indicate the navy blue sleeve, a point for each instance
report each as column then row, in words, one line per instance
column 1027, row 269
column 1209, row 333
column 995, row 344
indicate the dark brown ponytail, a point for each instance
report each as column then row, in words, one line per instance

■ Directions
Quote the rows verbatim, starting at the line containing "indicate the dark" and continuing through the final line of the rows.

■ Problem solution
indicate the dark brown ponytail, a point for each instance
report each as column then row, in words, one line per instance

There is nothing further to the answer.